Segment Start: Selected passage
Though the school year ends in just a few weeks, a new opportunity opened its doors for students in Evergreen Public Schools on Tuesday.
Dozens of school officials, local dignitaries and students joined in celebration for the ribbon-cutting ceremony of the district’s new Skilled Trades Center at Evergreen High School. The facility, located between Evergreen and Cascade Middle School, will expand the district’s Career and Technical Education programs, with a focus on residential construction.
Douglas Greene, the project’s primary benefactor, didn’t hold back when he outlined what he feels is possible for students who choose to pursue trades.
“To students here today: This is a career you may not have looked at,” said Greene, whose name was also unveiled on a plaque hanging in the new building. “But there’s 800,000 to 1 million unfilled and needed construction jobs across this country.”
The plea was met with excitement and pride among the students in attendance Tuesday, who cheered in support of their teachers and spoke firsthand about how their classes in the district’s existing construction programs had benefited them.
“As students, we’re often plagued with the question, ‘When will I use this in real life?’ ” asked Savva Sosnovskiy, a freshman who took a moment to address the crowd Tuesday among school and community leaders. “(Trades programs) offer a promising, debt-free, rewarding path after high school.”
A ‘new mission’ for Greene
The Skilled Trades Center isn’t the first major local investment for Greene, and it’s unlikely to be the last: he’s already purchased another property in Ridgefield for another similar facility and hopes to do the same throughout Southwest Washington. The total amount Greene contributed to the project wasn’t available Tuesday.
The passion comes from his own background as an entrepreneur and inventor accustomed to working with his hands.
“I used to make prototypes for things, and students would come to me and ask, ‘How did you make that?’ Well, I don’t know any other way than how to do it myself. I’ve always done this,” said Greene, who also serves as the vice chair for the Legacy Health Board of Trustees.
A self-proclaimed researcher and extensive document-writer, Greene said he feels a shift two decades ago to phase out or eliminate shop programs in favor of encouraging students to pursue four-year college degrees has contributed to today’s workforce shortage in construction.
Segment End: Selected passage
Segment Start: The data
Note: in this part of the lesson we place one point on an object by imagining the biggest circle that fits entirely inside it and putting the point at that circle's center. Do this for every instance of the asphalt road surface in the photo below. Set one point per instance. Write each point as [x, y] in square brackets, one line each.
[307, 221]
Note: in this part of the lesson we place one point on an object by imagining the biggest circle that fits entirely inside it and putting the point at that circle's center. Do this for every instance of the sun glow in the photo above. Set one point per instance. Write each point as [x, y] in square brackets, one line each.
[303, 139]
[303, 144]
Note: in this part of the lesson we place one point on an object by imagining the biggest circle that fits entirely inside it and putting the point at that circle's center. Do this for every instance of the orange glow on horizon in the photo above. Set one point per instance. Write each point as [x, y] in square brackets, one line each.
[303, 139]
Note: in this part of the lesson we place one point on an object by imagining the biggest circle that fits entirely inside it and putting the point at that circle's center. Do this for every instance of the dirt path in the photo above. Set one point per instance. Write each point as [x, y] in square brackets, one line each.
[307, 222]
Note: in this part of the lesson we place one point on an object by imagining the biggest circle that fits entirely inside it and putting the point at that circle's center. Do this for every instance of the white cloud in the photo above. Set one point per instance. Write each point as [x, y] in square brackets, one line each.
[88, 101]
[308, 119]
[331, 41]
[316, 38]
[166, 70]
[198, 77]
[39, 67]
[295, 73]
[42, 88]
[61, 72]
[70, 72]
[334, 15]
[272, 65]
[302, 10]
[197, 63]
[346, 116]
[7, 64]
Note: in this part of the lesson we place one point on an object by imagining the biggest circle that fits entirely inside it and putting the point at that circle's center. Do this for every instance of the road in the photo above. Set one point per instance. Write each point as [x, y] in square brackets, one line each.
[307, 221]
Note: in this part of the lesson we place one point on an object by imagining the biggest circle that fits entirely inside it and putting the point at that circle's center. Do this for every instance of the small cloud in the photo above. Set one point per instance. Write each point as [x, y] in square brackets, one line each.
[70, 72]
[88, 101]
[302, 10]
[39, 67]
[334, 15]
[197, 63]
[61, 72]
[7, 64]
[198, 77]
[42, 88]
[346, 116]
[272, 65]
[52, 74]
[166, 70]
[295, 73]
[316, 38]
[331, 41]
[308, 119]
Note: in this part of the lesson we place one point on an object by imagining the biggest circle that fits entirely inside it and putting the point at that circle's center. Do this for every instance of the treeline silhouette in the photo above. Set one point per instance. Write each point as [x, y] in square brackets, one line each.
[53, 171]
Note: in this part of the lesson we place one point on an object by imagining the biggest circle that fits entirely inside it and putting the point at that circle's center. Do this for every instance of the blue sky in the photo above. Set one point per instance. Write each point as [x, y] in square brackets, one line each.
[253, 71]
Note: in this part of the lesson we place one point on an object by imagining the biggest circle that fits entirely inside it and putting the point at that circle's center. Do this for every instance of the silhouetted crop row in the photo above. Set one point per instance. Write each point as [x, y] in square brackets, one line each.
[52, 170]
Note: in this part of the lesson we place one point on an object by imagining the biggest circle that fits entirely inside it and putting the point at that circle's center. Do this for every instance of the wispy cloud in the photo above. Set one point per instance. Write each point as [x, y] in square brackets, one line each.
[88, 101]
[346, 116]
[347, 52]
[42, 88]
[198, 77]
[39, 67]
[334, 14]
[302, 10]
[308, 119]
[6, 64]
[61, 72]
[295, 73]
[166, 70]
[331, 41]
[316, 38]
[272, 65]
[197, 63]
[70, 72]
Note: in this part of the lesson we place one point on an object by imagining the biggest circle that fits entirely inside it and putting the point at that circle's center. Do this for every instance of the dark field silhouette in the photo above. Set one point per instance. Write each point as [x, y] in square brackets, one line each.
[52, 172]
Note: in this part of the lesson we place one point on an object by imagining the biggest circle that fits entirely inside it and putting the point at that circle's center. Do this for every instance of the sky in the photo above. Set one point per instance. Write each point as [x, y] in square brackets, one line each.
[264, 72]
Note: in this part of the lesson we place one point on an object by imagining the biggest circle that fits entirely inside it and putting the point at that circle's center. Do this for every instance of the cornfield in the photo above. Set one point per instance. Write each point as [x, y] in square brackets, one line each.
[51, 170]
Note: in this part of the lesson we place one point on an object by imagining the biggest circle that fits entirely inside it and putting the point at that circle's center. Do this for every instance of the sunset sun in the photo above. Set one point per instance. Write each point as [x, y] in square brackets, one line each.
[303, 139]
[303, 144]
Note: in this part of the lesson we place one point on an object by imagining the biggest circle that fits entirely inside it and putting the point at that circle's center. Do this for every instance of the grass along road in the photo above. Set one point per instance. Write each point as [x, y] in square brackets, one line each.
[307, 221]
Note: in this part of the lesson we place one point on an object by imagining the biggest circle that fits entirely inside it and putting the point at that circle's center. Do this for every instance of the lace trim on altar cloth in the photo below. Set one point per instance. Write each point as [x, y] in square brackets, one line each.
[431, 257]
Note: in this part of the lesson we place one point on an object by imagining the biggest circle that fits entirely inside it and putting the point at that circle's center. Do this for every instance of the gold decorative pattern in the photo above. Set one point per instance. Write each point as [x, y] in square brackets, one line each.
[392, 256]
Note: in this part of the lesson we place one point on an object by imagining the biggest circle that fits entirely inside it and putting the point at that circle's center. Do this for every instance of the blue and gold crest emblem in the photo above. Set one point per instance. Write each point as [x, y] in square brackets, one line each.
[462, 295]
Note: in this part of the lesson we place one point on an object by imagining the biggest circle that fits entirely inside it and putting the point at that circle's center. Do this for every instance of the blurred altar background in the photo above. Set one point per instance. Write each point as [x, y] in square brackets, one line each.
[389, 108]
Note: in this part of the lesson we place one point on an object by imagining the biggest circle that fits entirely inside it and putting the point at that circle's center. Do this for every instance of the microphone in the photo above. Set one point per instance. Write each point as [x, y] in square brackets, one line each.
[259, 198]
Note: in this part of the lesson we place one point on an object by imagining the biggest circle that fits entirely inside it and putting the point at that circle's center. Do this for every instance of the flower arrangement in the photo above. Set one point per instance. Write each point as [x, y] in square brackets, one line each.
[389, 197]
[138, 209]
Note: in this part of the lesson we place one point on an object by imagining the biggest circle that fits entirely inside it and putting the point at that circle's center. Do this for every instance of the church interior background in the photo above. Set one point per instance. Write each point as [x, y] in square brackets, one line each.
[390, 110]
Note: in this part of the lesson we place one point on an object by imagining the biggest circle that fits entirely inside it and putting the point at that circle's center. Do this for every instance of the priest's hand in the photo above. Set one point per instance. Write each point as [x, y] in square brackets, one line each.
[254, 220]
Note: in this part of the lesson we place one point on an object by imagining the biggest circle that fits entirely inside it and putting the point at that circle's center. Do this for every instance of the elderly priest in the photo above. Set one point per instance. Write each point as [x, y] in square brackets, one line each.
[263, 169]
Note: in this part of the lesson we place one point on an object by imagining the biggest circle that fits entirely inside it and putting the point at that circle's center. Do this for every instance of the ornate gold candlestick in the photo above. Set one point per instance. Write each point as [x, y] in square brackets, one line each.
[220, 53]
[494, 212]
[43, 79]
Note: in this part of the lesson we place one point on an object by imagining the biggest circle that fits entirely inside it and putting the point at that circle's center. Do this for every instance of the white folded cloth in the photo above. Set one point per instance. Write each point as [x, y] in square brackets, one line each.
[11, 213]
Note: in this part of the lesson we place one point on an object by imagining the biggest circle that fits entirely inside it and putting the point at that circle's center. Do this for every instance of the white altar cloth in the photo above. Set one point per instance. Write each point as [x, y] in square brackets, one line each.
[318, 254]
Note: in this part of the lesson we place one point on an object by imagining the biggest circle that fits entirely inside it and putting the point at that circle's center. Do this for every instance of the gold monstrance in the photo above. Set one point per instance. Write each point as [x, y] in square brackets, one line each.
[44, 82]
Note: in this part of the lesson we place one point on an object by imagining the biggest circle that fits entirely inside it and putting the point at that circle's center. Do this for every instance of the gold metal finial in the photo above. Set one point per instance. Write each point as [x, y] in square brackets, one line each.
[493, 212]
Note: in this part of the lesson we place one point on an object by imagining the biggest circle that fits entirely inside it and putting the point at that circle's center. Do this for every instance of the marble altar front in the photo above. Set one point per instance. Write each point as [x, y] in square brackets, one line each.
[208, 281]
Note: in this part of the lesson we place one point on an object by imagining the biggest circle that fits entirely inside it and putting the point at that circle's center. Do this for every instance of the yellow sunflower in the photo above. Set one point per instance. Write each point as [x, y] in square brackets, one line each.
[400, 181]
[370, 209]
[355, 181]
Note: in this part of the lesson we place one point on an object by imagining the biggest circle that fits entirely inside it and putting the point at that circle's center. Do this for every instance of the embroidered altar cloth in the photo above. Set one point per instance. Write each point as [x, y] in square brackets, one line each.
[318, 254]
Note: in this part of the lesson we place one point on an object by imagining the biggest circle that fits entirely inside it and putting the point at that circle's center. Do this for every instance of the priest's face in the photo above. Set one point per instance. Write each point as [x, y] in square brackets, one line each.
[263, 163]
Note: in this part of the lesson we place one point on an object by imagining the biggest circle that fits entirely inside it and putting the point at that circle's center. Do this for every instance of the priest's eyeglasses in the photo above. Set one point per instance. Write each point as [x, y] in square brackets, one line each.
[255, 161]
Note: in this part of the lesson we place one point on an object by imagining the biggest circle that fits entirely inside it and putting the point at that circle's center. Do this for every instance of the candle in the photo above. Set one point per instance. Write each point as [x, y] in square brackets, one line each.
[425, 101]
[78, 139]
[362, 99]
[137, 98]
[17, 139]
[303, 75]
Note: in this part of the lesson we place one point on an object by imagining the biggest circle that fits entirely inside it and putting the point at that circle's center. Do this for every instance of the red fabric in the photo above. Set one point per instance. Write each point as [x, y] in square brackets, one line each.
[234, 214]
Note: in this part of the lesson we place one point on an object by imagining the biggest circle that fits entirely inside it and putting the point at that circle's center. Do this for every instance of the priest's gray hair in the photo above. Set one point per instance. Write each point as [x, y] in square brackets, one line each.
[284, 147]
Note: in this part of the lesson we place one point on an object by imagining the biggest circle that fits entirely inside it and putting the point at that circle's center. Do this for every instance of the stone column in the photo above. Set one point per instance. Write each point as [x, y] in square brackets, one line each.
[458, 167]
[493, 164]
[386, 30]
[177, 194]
Segment End: The data
Segment Start: The data
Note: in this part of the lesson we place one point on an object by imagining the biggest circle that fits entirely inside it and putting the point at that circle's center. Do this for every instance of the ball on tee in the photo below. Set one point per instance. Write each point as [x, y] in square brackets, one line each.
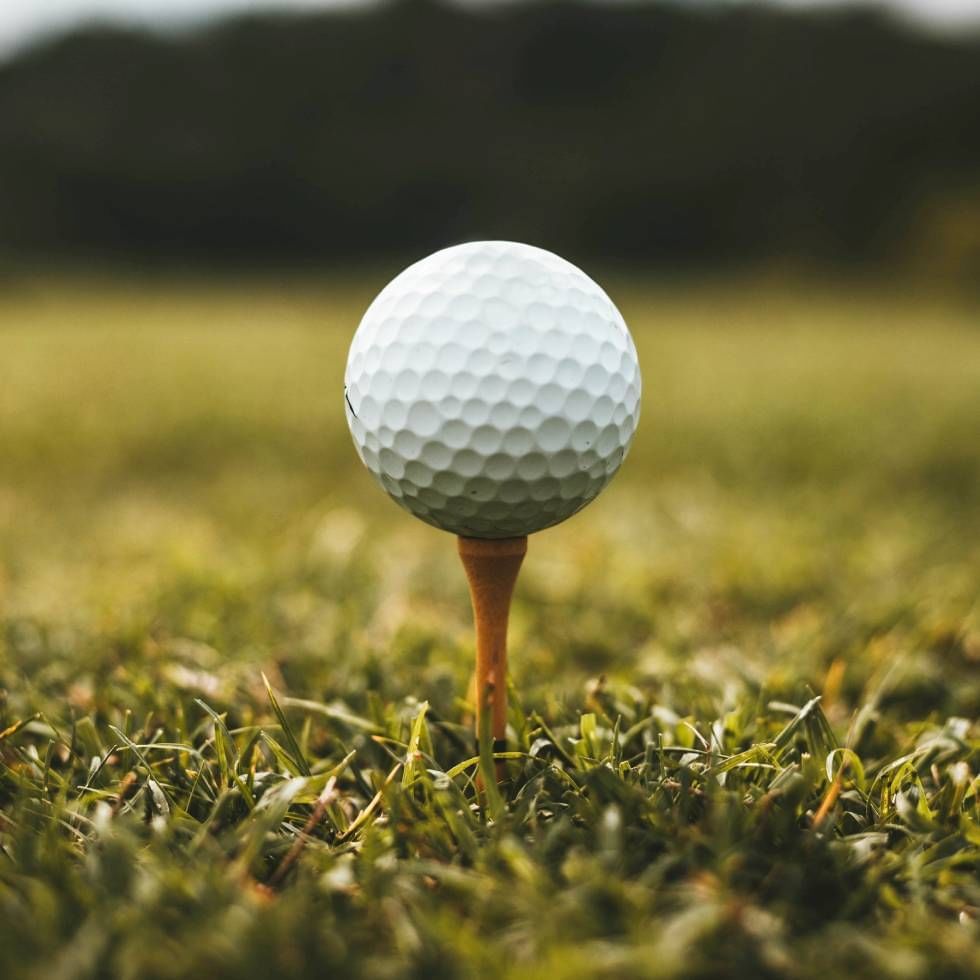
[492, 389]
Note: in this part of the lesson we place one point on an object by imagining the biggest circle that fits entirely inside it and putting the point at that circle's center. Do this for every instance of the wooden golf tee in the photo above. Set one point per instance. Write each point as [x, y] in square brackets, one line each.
Segment End: The data
Resume the news story about the Skilled Trades Center at Evergreen High School, starting right after its final sentence. The lines above have nothing to do with the news story.

■ **Response below**
Though college is still a crucial and beneficial opportunity for many, he said, it’s important to recognize that vast swaths of students in Clark County today aren’t going to college. That population, too, has only increased since the onset of the COVID-19 pandemic.
“So if those students aren’t going to college, what are they doing? What are we teaching if not hands-on skills?” Greene asked.
Local impact
Thinking big, Greene implored students to recognize that new facilities like Evergreen’s will ultimately play a huge role in alleviating the country’s need for new residential homes and for completing a massive overhaul of the nation’s infrastructure as passed in a $1 trillion bill last year.
A major piece of that infrastructure bill will take place right here in the Pacific Northwest: the impending Interstate 5 Bridge Replacement Project. Though students learning at Evergreen’s Skilled Trade Centers won’t walk into a job in welding or steelwork upon graduation, an awareness of various careers in the trades could certainly boost the local workforce needed for the project, Greene and other leaders said Tuesday.
As the program gets going in the next few years, Evergreen hopes to see its students help building mini-homes to be bought here in Clark County. The Vancouver Housing Authority confirmed Tuesday that it is in the early stages of talks with the district about eventually buying homes constructed by students at Evergreen.
For Evergreen board director Rob Perkins, who directly speaks with local legislators about increasing funding for trades programs, the new building is a “dream come true.”
“We will need a local workforce (for future infrastructure and construction projects), and a hopeful workforce. That’s all we talk about. When we keep graduation possibilities flexible, it imparts hope on our students.”